#### [TEXTO DO EXERCÍCIO]

===

Estímulo dos EUA entrega a México renda que governo não oferece
Andrés Manuel López Obrador chegou ao poder prometendo tornar a economia do México menos dependente de seu vizinho gigante do norte. As políticas do presidente mexicano na pandemia causam o efeito oposto.
O presidente mexicano executou um dos orçamentos mais austeros do mundo durante a crise da Covid-19, sem buscar financiamento extra enquanto a economia desmoronava. O estímulo que evitou uma recessão ainda mais profunda, e deve liderar a retomada neste ano, vem dos Estados Unidos.
O México se beneficiou de duas maneiras com os gastos da pandemia dos EUA, que devem ultrapassar US$ 5 trilhões com o novo projeto de lei do governo Biden.
As remessas atingiram recorde, pois os expatriados mexicanos receberam cheques de estímulo e enviaram parte do dinheiro para casa. E as exportações também alcançaram máxima histórica, porque itens que os americanos queriam comprar na era das restrições e do trabalho em casa – como novos televisores ou equipamentos de informática – eram boas opções para a indústria manufatureira do México.
Como resultado, o estímulo dos EUA acrescentou cerca de 3,5 pontos percentuais ao PIB do México em 2020, sete vezes mais do que as medidas fiscais tomadas pelo próprio governo do país, de acordo com cálculos do JPMorgan Chase. Os números deste ano podem repetir o padrão.
Recuperação em duas velocidades
Se o México mostra “qualquer tipo de recuperação é precisamente por causa do pacote de estímulo dos EUA”, disse Gabriel Lozano, economista-chefe do JPMorgan para o México. “Em certa medida, compensou o que não foi entregue pelo governo”.

===

Dados de ancoragem de objetos em linguagem natural
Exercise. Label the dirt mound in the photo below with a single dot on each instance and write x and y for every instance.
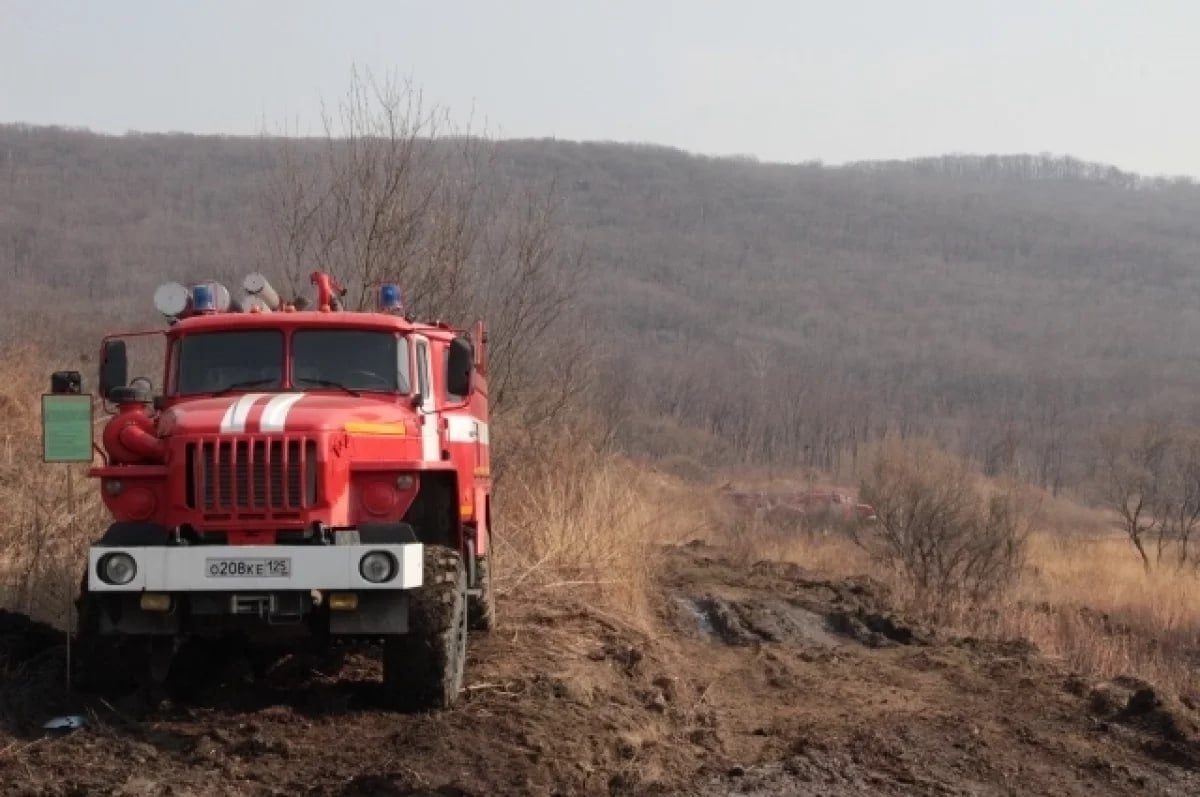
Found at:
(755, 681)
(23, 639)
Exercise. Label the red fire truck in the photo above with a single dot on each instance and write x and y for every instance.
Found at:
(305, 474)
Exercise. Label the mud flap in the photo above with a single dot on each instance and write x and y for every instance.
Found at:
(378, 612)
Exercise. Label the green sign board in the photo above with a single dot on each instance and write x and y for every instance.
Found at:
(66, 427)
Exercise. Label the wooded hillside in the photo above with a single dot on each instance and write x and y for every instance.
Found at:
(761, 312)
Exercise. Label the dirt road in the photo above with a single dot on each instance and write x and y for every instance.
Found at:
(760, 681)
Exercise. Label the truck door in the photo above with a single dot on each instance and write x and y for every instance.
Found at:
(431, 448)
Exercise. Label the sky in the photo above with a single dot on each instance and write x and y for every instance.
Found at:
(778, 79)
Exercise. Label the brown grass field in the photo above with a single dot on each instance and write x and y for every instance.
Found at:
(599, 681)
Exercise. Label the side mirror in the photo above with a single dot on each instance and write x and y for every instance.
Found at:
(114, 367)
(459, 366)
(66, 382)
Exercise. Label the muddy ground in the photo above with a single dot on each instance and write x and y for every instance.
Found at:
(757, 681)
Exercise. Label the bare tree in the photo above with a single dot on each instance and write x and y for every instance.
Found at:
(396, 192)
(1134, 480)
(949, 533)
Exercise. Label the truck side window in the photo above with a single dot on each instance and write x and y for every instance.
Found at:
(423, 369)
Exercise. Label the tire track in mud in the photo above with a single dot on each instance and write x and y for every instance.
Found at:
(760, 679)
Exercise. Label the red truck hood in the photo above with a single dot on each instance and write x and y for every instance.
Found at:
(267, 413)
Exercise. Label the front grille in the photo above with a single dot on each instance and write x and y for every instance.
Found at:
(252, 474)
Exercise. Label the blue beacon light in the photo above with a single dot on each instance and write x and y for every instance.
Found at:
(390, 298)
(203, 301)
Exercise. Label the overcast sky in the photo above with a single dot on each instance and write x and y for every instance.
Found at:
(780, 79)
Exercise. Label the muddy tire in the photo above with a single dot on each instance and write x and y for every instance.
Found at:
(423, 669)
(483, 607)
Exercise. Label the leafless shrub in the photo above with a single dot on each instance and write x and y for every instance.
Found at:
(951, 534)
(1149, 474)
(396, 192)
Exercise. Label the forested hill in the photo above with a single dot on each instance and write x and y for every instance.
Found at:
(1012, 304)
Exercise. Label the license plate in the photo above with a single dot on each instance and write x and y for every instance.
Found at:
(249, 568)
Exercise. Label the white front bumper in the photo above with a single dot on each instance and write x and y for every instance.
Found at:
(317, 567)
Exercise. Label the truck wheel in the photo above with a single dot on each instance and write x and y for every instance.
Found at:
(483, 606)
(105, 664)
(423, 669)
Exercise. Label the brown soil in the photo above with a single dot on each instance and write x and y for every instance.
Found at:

===

#### [INSTRUÇÕES]
Escreva a continuação do texto sobre o estímulo dos EUA à economia mexicana, começando logo após a última frase apresentada. Os registros não têm nenhum papel aqui.

#### [RESPOSTA]
O que López Obrador prometeu entregar, antes e depois de sua eleição em 2018, foi uma economia com um motor doméstico mais forte que a deixaria menos dependente das exportações para os EUA – na qual o sul agrário pobre receberia uma parte justa do crescimento. “Vivemos em um mundo interconectado e globalizado, mas temos que cuidar do nosso”, disse o presidente mexicano em 2019.
Mas López Obrador lidera uma recuperação em duas velocidades impulsionada pela demanda dos EUA e com foco no norte mais rico do México, que concentra a maior parte das fábricas.
Após a queda de 8,2% do PIB do ano passado, a pior em mais de um século, a economia doméstica tem se recuperado lentamente e o turismo continua prejudicado por restrições às viagens. Mas as exportações aumentaram 5,5% no quarto trimestre em relação ao ano anterior.
Já as remessas somaram US$ 41 bilhões no ano passado, cerca de 4% do PIB. Quase todo esse dinheiro veio dos EUA. López Obrador chamou os mexicanos que moram nos EUA de “heróis” pelo apoio financeiro.
O aumento da dependência econômica dos EUA corre risco de se enraizar, de acordo com Jessica Roldan, economista-chefe da corretora Finamex.
“Vamos continuar dependendo do que acontece externamente para poder crescer”, disse. “É como uma bicicleta que não tem potência suficiente para avançar.”